--- BEGIN Records for processing ---

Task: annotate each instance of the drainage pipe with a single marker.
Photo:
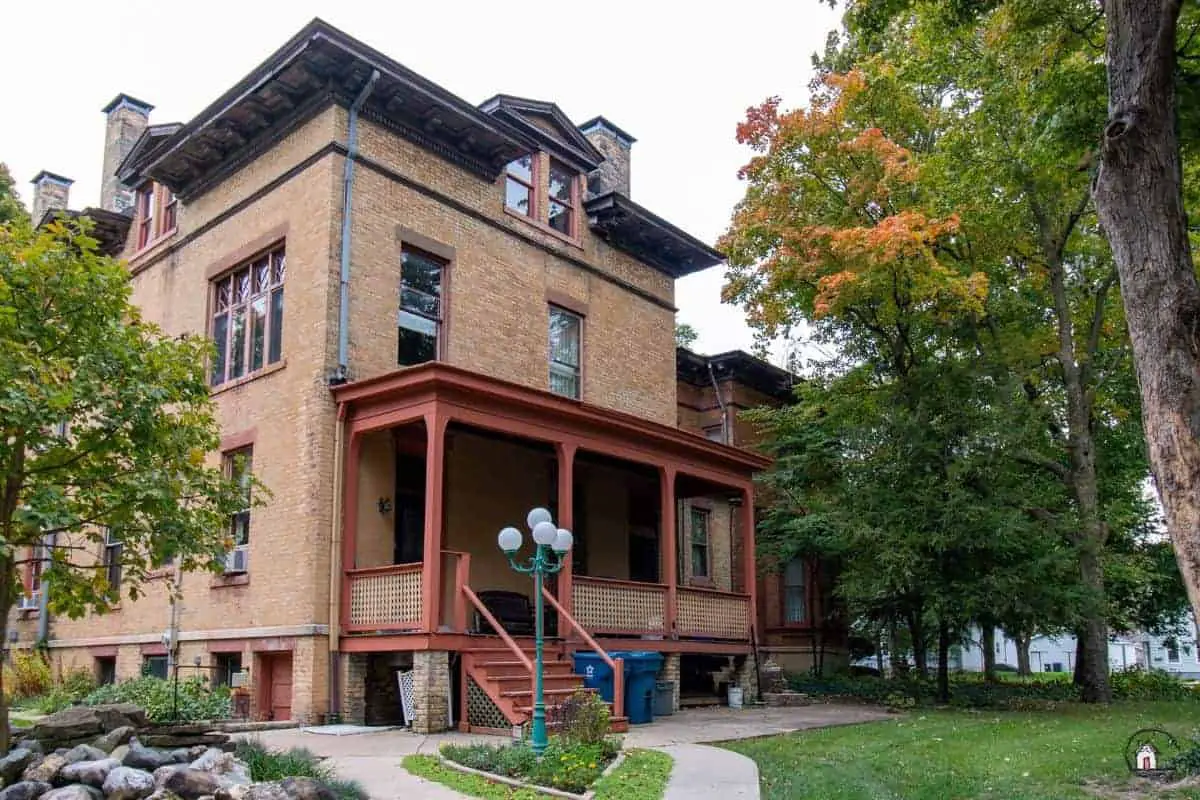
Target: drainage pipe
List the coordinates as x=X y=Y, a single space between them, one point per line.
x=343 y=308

--- END Records for processing ---
--- BEGIN Records for processing ---

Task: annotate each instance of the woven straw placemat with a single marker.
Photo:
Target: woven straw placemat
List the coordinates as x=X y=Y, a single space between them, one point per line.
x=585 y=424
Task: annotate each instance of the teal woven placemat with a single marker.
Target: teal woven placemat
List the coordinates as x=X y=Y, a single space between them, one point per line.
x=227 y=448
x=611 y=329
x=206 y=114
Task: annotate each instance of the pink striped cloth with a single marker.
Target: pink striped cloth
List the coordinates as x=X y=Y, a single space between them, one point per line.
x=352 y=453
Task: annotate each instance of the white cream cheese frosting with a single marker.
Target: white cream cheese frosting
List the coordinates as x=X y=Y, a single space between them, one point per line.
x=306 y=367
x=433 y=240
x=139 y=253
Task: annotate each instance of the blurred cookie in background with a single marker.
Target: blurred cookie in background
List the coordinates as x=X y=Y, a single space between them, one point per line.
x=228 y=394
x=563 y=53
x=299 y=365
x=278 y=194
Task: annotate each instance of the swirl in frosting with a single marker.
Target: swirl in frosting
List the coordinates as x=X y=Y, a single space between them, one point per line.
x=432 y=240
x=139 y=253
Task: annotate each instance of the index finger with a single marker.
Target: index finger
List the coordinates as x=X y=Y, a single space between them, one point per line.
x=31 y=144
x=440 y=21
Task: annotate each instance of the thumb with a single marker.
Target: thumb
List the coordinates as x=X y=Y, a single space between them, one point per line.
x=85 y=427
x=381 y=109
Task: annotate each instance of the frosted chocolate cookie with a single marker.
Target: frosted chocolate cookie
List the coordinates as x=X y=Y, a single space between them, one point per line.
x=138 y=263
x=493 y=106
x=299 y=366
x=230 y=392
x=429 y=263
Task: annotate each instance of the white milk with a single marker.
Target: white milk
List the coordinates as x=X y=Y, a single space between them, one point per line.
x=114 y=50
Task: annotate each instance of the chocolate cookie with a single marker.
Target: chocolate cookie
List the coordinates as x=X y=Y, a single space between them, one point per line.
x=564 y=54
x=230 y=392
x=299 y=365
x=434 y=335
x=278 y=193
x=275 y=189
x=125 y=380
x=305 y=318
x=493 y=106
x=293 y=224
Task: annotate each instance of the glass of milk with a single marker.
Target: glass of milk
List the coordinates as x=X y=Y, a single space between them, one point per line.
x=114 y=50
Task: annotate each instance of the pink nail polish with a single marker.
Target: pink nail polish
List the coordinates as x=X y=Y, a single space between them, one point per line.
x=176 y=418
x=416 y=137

--- END Records for processing ---
--- BEGIN Records for processing ---

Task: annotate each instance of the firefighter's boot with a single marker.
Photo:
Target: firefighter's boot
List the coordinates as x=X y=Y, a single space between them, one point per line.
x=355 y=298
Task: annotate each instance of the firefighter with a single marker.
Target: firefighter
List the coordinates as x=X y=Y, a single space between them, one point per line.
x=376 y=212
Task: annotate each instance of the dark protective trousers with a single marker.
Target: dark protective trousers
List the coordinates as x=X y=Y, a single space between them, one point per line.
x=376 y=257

--- END Records for processing ---

Stated exercise. Quote the lines of the records from the line with "Task: annotate each instance of the thumb" up to and including the line with "x=381 y=109", reproducing each one verbatim.

The response.
Task: annotate each instance of the thumb with a single marker.
Target: thumb
List the coordinates as x=X y=Y, a single space between them, one point per line.
x=85 y=427
x=381 y=109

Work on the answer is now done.